───── PASSAGE PROVIDED ─────

Retention & Cleanup

Audit and activity logs are pruned on a schedule. Each stream has its own retention window; both are deleted by a single in-process scheduler that ships with the audit-service.

Defaults

From audit-service/config/config.yaml:

Setting	Default	Bound to
`retention.audit_retention_days`	365	Cutoff for `audit_logs`
`retention.activity_retention_days`	90	Cutoff for `activity_logs`
`retention.cleanup_interval`	24h	How often the scheduler runs
`retention.batch_size`	5000	Max rows deleted per round-trip

Override these in your environment-specific config or via the standard EDUSHADE_AUDIT_RETENTION_* env vars.

How Cleanup Runs

StartRetentionScheduler (in audit-service/services/retention_service.go) launches a goroutine when the audit-service boots:

Runs CleanupOldLogs once on startup.
Sets up a time.Ticker at cleanup_interval.
On each tick, runs CleanupOldLogs again.
Listens for context cancellation — on shutdown, the goroutine exits cleanly.

Errors are logged (log.Printf("Retention cleanup error: %v", err)) but do not stop the scheduler; the next tick will retry from scratch.

Batch Deletion

PostgreSQL doesn't support DELETE ... LIMIT, so the cleanup uses the standard subquery pattern:

DELETE FROM audit_logs
WHERE id IN (
  SELECT id FROM audit_logs
  WHERE created_at < <cutoff>
  LIMIT <batch_size>
)

The loop keeps running until a batch deletes fewer than batch_size rows — at which point all eligible rows are gone. This avoids long-running locks on the table when there is a large backlog.

The same pattern runs once for audit_logs and once for activity_logs per cleanup invocation.

System Cleanup Endpoint

A manual trigger exists for operators:

POST /v1/system/audit/cleanup

Detail	Value
Auth middleware	None
Permission check	None
Tenant scope	None — global cleanup

No auth. This endpoint is mounted on a system group with no middleware at all. Anyone who can reach the audit-service can trigger a cleanup. In production, firewall the /v1/system/* path so it is only reachable from inside the VPC / from your operations toolchain.

─────

▶ _WRITTEN TASKS_:
1. From the retention and cleanup page, print the passage that begins at the words "How Cleanup Runs" and stops after "goroutine exits cleanly.".
2. How would you condense the paragraph of the retention and cleanup page that begins "The loop keeps running" into a single shorter sentence?
The entries below come from a separate source.

───── MATERIAL SHOWN ─────

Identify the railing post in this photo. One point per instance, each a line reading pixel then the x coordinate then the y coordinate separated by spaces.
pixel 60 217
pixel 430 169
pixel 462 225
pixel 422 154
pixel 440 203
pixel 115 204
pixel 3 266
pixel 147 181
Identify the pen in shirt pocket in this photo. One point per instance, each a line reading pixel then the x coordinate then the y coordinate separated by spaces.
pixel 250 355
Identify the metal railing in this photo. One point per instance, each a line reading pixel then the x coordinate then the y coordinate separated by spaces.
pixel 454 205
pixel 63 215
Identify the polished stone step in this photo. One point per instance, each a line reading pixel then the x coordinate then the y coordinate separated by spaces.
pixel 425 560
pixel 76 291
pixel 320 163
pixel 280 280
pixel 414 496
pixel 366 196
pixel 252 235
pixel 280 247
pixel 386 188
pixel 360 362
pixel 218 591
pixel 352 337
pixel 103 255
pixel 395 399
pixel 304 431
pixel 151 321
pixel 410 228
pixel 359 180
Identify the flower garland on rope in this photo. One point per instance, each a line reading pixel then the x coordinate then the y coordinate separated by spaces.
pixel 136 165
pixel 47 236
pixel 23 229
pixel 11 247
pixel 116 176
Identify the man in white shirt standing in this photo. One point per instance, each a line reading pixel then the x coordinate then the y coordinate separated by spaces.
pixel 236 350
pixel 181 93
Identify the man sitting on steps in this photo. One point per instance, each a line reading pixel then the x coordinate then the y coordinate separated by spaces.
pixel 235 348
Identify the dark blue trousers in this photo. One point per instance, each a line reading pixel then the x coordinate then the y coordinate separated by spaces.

─────

▶ _SOLUTIONS PER TASK_:
1.
How Cleanup Runs

StartRetentionScheduler (in audit-service/services/retention_service.go) launches a goroutine when the audit-service boots:

Runs CleanupOldLogs once on startup.
Sets up a time.Ticker at cleanup_interval.
On each tick, runs CleanupOldLogs again.
Listens for context cancellation — on shutdown, the goroutine exits cleanly.

2. Batches keep deleting until one removes fewer than batch_size rows, meaning every eligible row is gone, which prevents long table locks when the backlog is large.